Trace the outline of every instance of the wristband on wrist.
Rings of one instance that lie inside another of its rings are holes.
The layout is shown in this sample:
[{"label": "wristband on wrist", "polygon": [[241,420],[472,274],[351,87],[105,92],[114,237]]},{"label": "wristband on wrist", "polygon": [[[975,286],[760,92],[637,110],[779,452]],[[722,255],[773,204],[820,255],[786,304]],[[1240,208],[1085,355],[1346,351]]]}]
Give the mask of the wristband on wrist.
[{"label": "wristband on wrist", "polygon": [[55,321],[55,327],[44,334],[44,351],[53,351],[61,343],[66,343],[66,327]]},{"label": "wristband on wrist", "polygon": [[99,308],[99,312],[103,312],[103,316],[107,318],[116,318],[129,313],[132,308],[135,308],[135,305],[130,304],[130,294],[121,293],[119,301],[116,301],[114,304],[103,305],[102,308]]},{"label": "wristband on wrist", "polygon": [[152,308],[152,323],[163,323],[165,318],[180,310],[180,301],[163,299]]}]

# Task statement
Copy each of the items above line for line, changing nothing.

# Answer to this problem
Trace the outline of every instance of the wristband on wrist.
Rings of one instance that lie inside another of its rings are holes.
The layout is shown in this sample:
[{"label": "wristband on wrist", "polygon": [[241,420],[472,274],[351,87],[105,92],[114,237]]},{"label": "wristband on wrist", "polygon": [[[975,286],[760,92],[637,110],[779,452]],[[722,255],[773,204],[820,255],[786,304]],[[1240,208],[1085,355],[1346,351]]]}]
Give the mask of the wristband on wrist.
[{"label": "wristband on wrist", "polygon": [[55,321],[55,327],[44,334],[44,351],[53,351],[61,343],[66,343],[66,327]]},{"label": "wristband on wrist", "polygon": [[99,308],[99,312],[103,312],[103,316],[107,318],[116,318],[129,313],[132,308],[135,308],[135,305],[130,304],[130,294],[121,293],[119,301],[116,301],[114,304],[103,305],[102,308]]},{"label": "wristband on wrist", "polygon": [[152,308],[152,323],[163,323],[165,318],[180,310],[180,301],[163,299]]}]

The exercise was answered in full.